**Exercise task 1**
In the compiler optimization lab below, what cycle count results from the Step 1 build option changes?

**Quoted passage**
This lab was developed using the DM6443 Cycle Accurate Simulator and C6000 Compiler version 6.1.5. Cycle counts you see should be similar, though not exactly the same, to those shown here.

The initial results printed are: benchmark results : 15392593

After each of the steps given below, build and run to see the improvement.

Step 1: Build Options

Add these options:

  • -o2 : Optimization level 2
  • -s : Place optimizer generated comments in the assembly output
  • -mw : Place extra information about software pipeline loops in the assembly output
  • -mo : Place each section in its own sub-section

Remove this option:

  • -g : Generate debug information

Motivation for these option changes is given in the application note Hand-Tuning Loops and Control Code on the TMS320C6000 spra666 section 3.1.

Cycle count improves to 2757296.

Step 2: Change Type of sum

Make these source changes:

  • Insure <stdint.h> is included
  • Change type of sum from long long to int40_t

When the type of sum is long long (64-bits), the compiler must allocate a sequential register pair (like A5:A4) to contain it. This increases the number of registers the compiler must manage overall. In this case, it causes the compiler to make some poor register allocation decisions that lead to a loop carried dependency. It is better to use a type that can be contained in a single register. This becomes even more important when, in the next 2 steps, loop unrolling creates multiple copies of sum.

Use the int40_t type, defined in <stdint.h>, to indicate that a 40-bit wide type is needed. Of course, insure none of your results exceed 40-bits.

If your results permit, you could also use int32_t, and see similar improvement.

Cycle count improves to 1973988.

Step 3: Unroll and Jam

Make these source changes:

  • Add restrict keyword to pointers pdFirst and pdSecond
  • Add #pragma MUST_ITERATE(2,,2) to the outer loop
  • Add #pragma MUST_ITERATE(1) to the inner loop

The point of these changes is to enable an optimization called unroll and jam. This optimization exposes more parallelism in the inner loop.

Unroll and jam is best explained by example. Note these code fragments illustrate what the compiler can do automatically. Do not enter these changes in the source. Start with this:

for(i=0; i<iFirstLen; i++)
{
    sum = 0;
    for(j=0; j<iSecondLen; j++)
    {
        sum += pdFirst[i+j]*pdSecond[j];
    }
    pixCorrResult[i] = sum; 
}

The first step is to unroll the outer loop one time. That gives this:

for(i=0; i<iFirstLen; i += 2)
{
    sum = 0;
    for(j=0; j<iSecondLen; j++)
    {
        sum += pdFirst[i+j]*pdSecond[j];
    }
    pixCorrResult[i] = sum;                  // AAA
 
    sum = 0;
    for(j=0; j<iSecondLen; j++)

**Source records**
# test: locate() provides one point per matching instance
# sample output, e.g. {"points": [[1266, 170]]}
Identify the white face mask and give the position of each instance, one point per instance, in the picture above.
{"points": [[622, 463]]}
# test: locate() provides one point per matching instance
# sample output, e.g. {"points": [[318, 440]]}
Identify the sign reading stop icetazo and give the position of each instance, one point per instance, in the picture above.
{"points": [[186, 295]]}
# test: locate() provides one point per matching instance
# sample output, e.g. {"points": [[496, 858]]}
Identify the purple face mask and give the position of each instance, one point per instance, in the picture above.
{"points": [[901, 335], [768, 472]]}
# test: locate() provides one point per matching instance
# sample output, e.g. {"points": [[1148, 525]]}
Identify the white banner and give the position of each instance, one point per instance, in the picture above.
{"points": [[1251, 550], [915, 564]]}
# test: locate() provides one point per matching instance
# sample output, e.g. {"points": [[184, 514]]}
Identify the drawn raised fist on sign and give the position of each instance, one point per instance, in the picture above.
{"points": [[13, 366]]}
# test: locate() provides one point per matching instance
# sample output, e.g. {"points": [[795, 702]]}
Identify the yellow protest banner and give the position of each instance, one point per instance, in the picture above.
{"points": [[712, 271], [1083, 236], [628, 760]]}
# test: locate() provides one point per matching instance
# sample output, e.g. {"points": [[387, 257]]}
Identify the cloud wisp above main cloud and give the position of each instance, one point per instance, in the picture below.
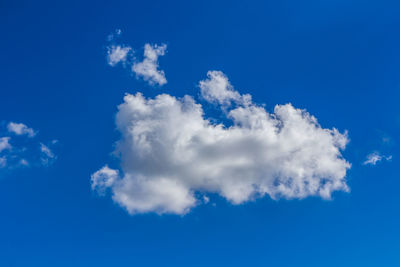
{"points": [[20, 129], [375, 157], [19, 148], [147, 69], [171, 155]]}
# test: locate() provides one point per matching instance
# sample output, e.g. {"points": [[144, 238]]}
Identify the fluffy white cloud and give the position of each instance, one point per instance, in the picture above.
{"points": [[103, 178], [117, 53], [217, 89], [4, 143], [20, 129], [148, 68], [375, 157], [171, 154]]}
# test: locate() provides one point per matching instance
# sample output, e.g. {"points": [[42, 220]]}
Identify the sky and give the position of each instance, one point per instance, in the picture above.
{"points": [[199, 133]]}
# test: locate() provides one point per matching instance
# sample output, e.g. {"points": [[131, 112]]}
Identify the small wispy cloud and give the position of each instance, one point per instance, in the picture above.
{"points": [[47, 155], [375, 157], [117, 54], [147, 69], [24, 151], [4, 143], [20, 129]]}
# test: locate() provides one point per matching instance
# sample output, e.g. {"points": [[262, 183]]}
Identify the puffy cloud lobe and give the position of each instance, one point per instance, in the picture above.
{"points": [[218, 89], [170, 152], [375, 157], [117, 53], [148, 68], [103, 178], [20, 129]]}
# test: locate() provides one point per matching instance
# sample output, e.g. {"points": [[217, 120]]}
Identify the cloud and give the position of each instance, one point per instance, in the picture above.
{"points": [[375, 157], [3, 162], [103, 178], [47, 155], [217, 89], [24, 151], [171, 154], [20, 129], [114, 35], [4, 143], [148, 68], [117, 53]]}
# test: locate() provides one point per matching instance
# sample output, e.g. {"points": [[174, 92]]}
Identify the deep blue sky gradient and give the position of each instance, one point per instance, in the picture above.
{"points": [[338, 60]]}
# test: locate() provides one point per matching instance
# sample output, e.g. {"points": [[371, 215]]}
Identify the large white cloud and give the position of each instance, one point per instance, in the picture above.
{"points": [[171, 155]]}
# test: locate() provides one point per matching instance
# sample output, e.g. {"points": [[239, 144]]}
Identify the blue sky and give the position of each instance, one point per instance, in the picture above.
{"points": [[340, 61]]}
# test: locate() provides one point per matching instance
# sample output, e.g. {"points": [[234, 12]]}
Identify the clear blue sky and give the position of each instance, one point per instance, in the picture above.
{"points": [[339, 60]]}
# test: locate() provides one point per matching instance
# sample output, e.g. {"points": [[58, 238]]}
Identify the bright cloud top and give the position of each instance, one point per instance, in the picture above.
{"points": [[20, 129], [172, 156], [117, 53], [375, 157], [148, 68]]}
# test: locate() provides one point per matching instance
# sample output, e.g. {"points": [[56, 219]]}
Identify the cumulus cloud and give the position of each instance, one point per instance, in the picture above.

**Exercise task 2**
Which lines in the rows above contain the word "banner", matching case exactly? Copy each of those lines in full.

**Written solution 1**
2757296

**Written solution 2**
Identify the white banner and give the position of each instance, one point per instance, in the picture above.
Identify the yellow protest banner and give the position of each instance, one point per instance, in the picture above.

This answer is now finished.